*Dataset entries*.
========
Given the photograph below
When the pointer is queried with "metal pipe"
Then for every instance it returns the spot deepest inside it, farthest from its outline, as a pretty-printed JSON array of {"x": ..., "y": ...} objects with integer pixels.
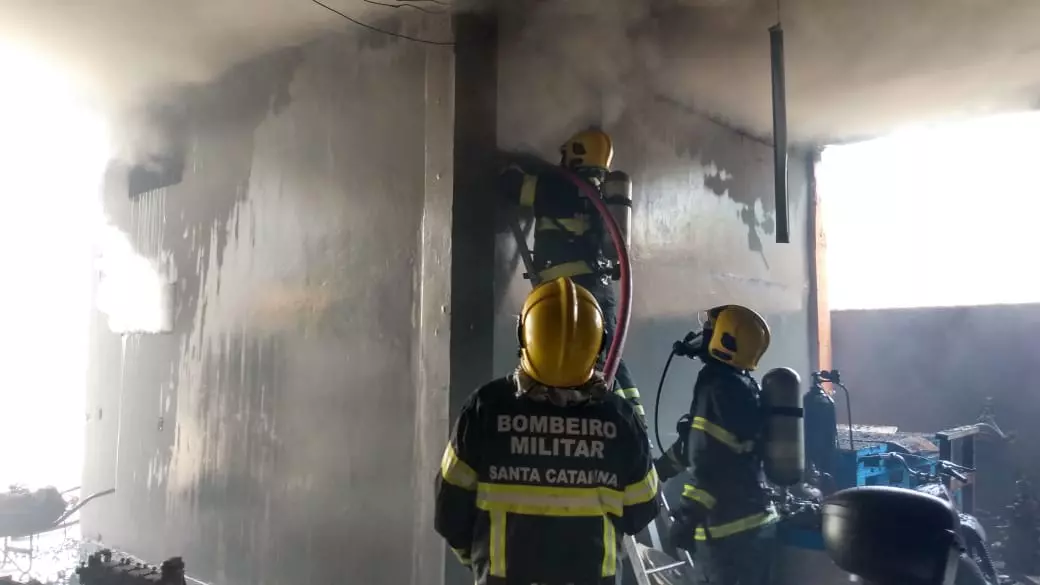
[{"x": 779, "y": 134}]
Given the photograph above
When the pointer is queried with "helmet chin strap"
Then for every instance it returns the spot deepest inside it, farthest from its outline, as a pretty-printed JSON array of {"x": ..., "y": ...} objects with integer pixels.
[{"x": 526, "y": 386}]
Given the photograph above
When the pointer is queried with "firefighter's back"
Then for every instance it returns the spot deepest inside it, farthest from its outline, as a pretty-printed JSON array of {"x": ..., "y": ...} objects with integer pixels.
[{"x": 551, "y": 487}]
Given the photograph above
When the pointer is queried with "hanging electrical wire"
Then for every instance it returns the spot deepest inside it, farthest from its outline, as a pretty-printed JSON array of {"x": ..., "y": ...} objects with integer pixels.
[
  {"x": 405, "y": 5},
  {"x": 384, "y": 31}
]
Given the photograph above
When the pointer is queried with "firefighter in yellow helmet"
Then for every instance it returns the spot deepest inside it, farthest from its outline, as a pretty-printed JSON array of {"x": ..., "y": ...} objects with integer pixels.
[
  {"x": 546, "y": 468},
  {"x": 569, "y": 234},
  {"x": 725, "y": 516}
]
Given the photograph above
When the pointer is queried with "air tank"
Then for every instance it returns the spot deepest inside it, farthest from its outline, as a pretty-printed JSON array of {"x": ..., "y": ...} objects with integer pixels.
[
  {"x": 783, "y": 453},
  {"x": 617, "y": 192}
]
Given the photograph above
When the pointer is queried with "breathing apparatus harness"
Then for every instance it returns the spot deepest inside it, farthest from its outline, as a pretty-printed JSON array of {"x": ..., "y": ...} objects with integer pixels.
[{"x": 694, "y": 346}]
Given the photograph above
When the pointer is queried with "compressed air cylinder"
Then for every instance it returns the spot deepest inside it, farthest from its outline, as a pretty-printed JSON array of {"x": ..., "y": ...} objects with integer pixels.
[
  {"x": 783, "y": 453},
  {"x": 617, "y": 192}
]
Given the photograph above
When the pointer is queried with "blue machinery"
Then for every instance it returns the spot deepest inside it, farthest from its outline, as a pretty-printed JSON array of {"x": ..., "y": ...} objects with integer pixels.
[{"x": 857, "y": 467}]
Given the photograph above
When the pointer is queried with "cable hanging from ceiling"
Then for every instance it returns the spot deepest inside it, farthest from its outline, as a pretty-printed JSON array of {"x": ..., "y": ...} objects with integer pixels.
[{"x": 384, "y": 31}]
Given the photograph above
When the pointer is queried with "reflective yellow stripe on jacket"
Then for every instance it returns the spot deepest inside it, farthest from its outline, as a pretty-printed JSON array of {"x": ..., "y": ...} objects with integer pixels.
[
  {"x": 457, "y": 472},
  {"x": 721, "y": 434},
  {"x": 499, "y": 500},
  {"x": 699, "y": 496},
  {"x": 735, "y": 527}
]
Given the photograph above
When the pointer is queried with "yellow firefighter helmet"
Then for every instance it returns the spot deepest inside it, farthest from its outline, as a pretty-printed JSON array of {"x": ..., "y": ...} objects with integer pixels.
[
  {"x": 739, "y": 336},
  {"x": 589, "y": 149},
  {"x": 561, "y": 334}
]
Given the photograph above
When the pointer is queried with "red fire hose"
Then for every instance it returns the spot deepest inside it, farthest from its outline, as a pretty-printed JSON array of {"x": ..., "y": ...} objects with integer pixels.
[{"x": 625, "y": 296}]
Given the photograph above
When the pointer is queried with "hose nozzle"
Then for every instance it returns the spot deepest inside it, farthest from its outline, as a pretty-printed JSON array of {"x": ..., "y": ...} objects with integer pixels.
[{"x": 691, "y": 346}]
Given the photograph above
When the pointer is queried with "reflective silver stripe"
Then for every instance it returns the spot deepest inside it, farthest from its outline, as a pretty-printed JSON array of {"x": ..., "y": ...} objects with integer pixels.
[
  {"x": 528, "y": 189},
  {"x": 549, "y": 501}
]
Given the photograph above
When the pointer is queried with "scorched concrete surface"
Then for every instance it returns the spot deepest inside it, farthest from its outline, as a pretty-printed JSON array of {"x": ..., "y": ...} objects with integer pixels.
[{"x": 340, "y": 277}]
========
*Task requirements*. The reply has to reproduce every line above verbatim and contain no pictures.

*Answer space*.
Given the photograph below
When the pointer is queried with "metal pipe"
Then for every instance it returns the spot deepest inside it, farthest from its outline, as a pretty-printed JSON array of {"x": ..., "y": ...} objects with integer pixels.
[{"x": 779, "y": 134}]
Given the photograph above
When the pointer is queried with "helmet chin strap"
Then for every instance it returns the spot deepest inside it, farthest from its outline, as a pretty-printed JSON array of {"x": ..., "y": ...} objects with integer pixels.
[{"x": 526, "y": 386}]
Given the photograph above
When the pointer is queried with "firefighter's back"
Then for every instance it returns the spot deepest inside it, farthest from its outline, as a pretty-printed JSON array of {"x": ..., "y": ...} objects with integer pixels.
[{"x": 551, "y": 487}]
Given the photograph above
When the pointer is queried with "hanging electrical wire"
Then for every instance it returns the spot deepest inside it, farthest from its outline, as a pretty-printed JSON array of {"x": ..., "y": ...} objects with integer pixels.
[
  {"x": 405, "y": 5},
  {"x": 384, "y": 31}
]
Given the photograph above
When the pointer is queried with "firefighter in yellow helmet"
Then for every instance it returns the spot deepest inside it, farthest from its outline, as a pretty-printed JSON array of {"x": ..., "y": ...} objects with integer pixels.
[
  {"x": 546, "y": 468},
  {"x": 569, "y": 234},
  {"x": 725, "y": 516}
]
Given the photograph above
When the pointer is queried with "air tank"
Then for every instance it returns the spot deepest inside it, farthest from its outline, as a pretty-printed JSON array of {"x": ..., "y": ...} objects with integer pixels.
[
  {"x": 783, "y": 453},
  {"x": 617, "y": 192}
]
Given the photograph above
When the pointer is queried with "breathing apparatus harness"
Then for every instance it returns the spot deepest inside it, farthest from its outline, as a pretty-printed JSON array of {"x": ..., "y": ...} objects with integer pixels.
[{"x": 694, "y": 346}]
Given the photograph above
When the pointer is queried with "compressed air cylinder"
Then for every instance it returns the spot deepest inside it, farthest from its outline, as a pretty-printed JSON array of {"x": ..., "y": ...} objects with integer pixels.
[
  {"x": 783, "y": 453},
  {"x": 617, "y": 192}
]
Given the photograph above
When the pointer is queried with "blue machinery"
Then for every instance it returns the spot deepest inside it, farthest from its outline, as a pretty-printed JSON array of {"x": ..., "y": ...} objects with integer pixels.
[{"x": 857, "y": 467}]
Given the photograph above
When the pointer is queried with "cable hanging from ceiling"
Then for every instance it returns the spot deepest inside it, farthest from its outline, as a pretty-printed JSON array of {"x": ..., "y": ...} objects with integer pixels.
[{"x": 384, "y": 31}]
Given the photograph above
When the pointer is queried with "reflective yellow stripe on jacket"
Then for every instance it returns the spot deepest inside it, farthest from its outline, as a pretty-printed JSON array of {"x": ..., "y": ...} objects with integer pixels.
[
  {"x": 457, "y": 472},
  {"x": 721, "y": 434},
  {"x": 499, "y": 500},
  {"x": 699, "y": 496},
  {"x": 735, "y": 527}
]
Given the photograph above
When the pointer is queried with "yellow firefighter helmet"
Then for every instance it returns the spot deepest inside it, farthest from its outline, as a pretty-printed JSON array of {"x": ..., "y": ...} objects with integer pixels.
[
  {"x": 739, "y": 336},
  {"x": 589, "y": 149},
  {"x": 561, "y": 334}
]
Given the photograph above
When the pointer is queried with "red fire hose"
Then for every instance it returns the spot deepest inside it, farthest from its outline, as a pretty-printed JSON array of {"x": ..., "y": ...} objects with integer pixels.
[{"x": 625, "y": 296}]
Given the photograph above
When the pointer is queried with "hose nozzle"
Then for every instance it returns the spot deepest inside it, farthest from its outline, as a pretty-printed JSON array of {"x": ..., "y": ...} objects with integer pixels.
[{"x": 691, "y": 346}]
Given the photograph above
When the pointer is queried with "reflective silver stripe"
Then for every instance it returns the spot deepest inside it, farthest from its outline, as a pretty-printed JSON array of {"x": ..., "y": ...} objects with integer pixels.
[
  {"x": 528, "y": 189},
  {"x": 549, "y": 501}
]
Given the photograph above
When the pointer is queried with "scorched concrete surface"
Then for every instance it returns the spot deepest inside it, farthest from its outline, as a pretty-printed JSON array of {"x": ..., "y": ...} objects with integer pixels.
[{"x": 340, "y": 277}]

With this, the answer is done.